START Material provided

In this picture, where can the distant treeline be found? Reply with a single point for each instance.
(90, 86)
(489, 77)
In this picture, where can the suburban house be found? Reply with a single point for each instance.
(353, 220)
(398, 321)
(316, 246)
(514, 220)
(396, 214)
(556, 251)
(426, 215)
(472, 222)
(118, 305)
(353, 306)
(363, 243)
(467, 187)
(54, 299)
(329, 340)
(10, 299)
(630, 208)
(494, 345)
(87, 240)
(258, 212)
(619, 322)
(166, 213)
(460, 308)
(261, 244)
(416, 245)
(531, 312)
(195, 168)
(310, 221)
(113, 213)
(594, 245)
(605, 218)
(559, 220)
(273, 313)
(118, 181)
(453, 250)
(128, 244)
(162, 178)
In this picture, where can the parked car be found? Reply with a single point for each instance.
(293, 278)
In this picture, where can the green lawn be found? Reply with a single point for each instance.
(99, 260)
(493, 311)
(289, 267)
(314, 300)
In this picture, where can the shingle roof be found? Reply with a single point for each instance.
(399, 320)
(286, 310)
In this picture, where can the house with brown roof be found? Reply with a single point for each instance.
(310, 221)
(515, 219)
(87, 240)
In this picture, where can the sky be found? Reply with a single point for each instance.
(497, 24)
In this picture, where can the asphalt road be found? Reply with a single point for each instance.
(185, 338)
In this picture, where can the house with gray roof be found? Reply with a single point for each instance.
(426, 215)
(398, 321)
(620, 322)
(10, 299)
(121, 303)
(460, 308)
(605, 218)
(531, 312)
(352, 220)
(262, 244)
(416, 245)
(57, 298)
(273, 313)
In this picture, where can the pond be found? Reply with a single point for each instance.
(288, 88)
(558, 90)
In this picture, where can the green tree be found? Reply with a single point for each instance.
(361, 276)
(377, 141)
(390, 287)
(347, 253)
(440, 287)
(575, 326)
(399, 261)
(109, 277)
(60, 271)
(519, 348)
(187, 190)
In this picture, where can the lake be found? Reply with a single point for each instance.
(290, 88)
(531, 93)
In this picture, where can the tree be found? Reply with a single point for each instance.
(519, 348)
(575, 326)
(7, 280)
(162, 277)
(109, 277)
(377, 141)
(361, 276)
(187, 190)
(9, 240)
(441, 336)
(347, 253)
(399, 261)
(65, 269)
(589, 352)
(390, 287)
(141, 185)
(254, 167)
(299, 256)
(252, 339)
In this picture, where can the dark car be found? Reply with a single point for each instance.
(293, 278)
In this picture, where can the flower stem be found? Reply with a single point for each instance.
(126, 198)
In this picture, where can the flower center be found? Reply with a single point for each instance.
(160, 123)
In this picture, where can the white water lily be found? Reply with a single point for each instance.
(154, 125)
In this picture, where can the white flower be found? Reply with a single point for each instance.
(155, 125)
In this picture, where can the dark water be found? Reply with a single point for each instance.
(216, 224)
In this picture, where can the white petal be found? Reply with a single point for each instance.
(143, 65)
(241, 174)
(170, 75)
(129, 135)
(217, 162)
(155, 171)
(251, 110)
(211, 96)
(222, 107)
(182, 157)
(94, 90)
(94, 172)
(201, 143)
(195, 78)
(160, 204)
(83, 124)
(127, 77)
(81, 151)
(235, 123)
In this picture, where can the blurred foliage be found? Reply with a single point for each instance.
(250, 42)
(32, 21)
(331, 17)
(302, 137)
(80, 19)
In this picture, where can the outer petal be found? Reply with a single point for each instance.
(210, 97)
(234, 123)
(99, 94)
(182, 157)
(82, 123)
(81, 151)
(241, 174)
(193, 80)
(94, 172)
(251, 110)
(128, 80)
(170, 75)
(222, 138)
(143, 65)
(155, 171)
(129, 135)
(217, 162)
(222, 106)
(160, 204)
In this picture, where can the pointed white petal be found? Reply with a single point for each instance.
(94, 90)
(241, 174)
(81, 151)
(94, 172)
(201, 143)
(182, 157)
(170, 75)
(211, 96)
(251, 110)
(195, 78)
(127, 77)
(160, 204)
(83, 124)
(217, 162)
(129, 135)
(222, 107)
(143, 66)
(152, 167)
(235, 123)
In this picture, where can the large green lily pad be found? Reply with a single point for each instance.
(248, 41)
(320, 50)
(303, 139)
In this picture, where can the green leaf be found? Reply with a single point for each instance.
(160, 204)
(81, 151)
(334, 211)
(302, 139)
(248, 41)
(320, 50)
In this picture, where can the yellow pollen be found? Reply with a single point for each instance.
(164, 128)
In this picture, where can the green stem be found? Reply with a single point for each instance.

END Material provided

- **Exercise**
All of the entries must be written out exactly as they stand.

- **Task result**
In this picture, where can the distant treeline be found? Reply with a single point for each instance.
(90, 86)
(489, 77)
In this picture, where can the suburban house be found? Reply with a single point for each instance.
(353, 220)
(398, 321)
(316, 246)
(514, 220)
(396, 214)
(556, 251)
(426, 215)
(472, 222)
(118, 305)
(353, 306)
(363, 243)
(467, 187)
(54, 299)
(329, 340)
(10, 299)
(630, 208)
(494, 345)
(87, 240)
(258, 212)
(619, 322)
(166, 213)
(460, 308)
(261, 244)
(416, 245)
(531, 312)
(195, 168)
(310, 221)
(113, 213)
(594, 245)
(605, 218)
(559, 220)
(273, 313)
(118, 181)
(453, 250)
(128, 244)
(162, 178)
In this picture, where can the parked car be found? Reply with a single point for each instance.
(293, 278)
In this picture, where can the green lawn be found? Reply with a single point for each instance.
(99, 260)
(493, 311)
(289, 267)
(314, 300)
In this picture, where can the shingle roof be found? Reply with a single point for each instance.
(399, 320)
(286, 310)
In this picture, where can the house with brown roof be found? Reply with a single point for each instance.
(310, 221)
(515, 219)
(87, 240)
In this picture, where can the sky be found? Reply with a single point for each instance.
(497, 24)
In this picture, where can the asphalt road be found? Reply with a single point for each instance.
(185, 338)
In this picture, where can the house with gray roof be found? Reply with a single point for each instance.
(426, 215)
(398, 321)
(620, 322)
(10, 299)
(121, 303)
(460, 308)
(605, 218)
(531, 312)
(352, 220)
(262, 244)
(416, 245)
(57, 298)
(273, 313)
In this picture, where can the pond be found? Reply with a single point for each instance.
(288, 88)
(558, 90)
In this picture, where can the green tree be found? Reply with a single point for each instance.
(361, 276)
(377, 141)
(390, 287)
(347, 253)
(440, 287)
(575, 326)
(399, 261)
(109, 277)
(60, 271)
(519, 348)
(187, 190)
In this picture, where can the lake be found? Reply with a single point for each instance.
(290, 88)
(531, 93)
In this picture, where can the tree be found? Reply with a single point for each instance.
(519, 348)
(575, 326)
(7, 280)
(162, 277)
(109, 277)
(377, 141)
(361, 276)
(187, 190)
(9, 240)
(441, 336)
(347, 253)
(399, 261)
(65, 269)
(589, 352)
(390, 287)
(141, 185)
(254, 167)
(299, 256)
(252, 339)
In this picture, where can the dark car be found? Reply with a single point for each instance.
(293, 278)
In this picture, where can the flower stem be found? Reply with a single point for each instance.
(126, 198)
In this picture, where can the flower center be found? Reply with a single point for each instance.
(160, 123)
In this picture, where can the white water lily be found? Reply with a single point for each instance.
(154, 125)
In this picture, where can the white flower be found? Reply with a single point for each instance.
(155, 125)
In this picture, where can the dark water be found? Reply with a single point for each instance.
(216, 224)
In this picture, where can the white petal be found? Reply with a single point for each instance.
(143, 65)
(241, 174)
(170, 75)
(129, 135)
(217, 162)
(155, 171)
(251, 110)
(211, 96)
(222, 107)
(182, 157)
(94, 90)
(94, 172)
(201, 143)
(195, 78)
(160, 204)
(83, 124)
(127, 77)
(81, 151)
(235, 123)
In this picture, where can the blurred foliage be found? Reply with a single point for each instance.
(250, 42)
(32, 21)
(331, 17)
(302, 137)
(80, 19)
In this picture, where can the outer petal be found? Reply with a single point for each instance.
(210, 97)
(234, 123)
(99, 94)
(182, 157)
(82, 123)
(81, 151)
(241, 174)
(193, 80)
(94, 172)
(251, 110)
(128, 80)
(170, 75)
(222, 138)
(143, 65)
(155, 171)
(129, 135)
(217, 162)
(222, 106)
(160, 204)
In this picture, where can the pointed white petal be found? Reply with a single point for each instance.
(94, 90)
(241, 174)
(81, 151)
(94, 172)
(201, 143)
(182, 157)
(170, 75)
(211, 96)
(251, 110)
(195, 78)
(127, 77)
(160, 204)
(83, 124)
(217, 162)
(129, 135)
(222, 107)
(143, 66)
(152, 167)
(235, 123)
In this picture, where can the large green lily pad be found? Reply with a single point for each instance.
(248, 41)
(320, 50)
(303, 139)
In this picture, where can the green leaf be found? Reply with a single point for each instance.
(160, 204)
(81, 151)
(334, 211)
(302, 139)
(248, 41)
(320, 50)
In this picture, where can the yellow pollen be found? Reply with a single point for each instance.
(164, 128)
In this picture, where can the green stem be found? Reply with a single point for each instance.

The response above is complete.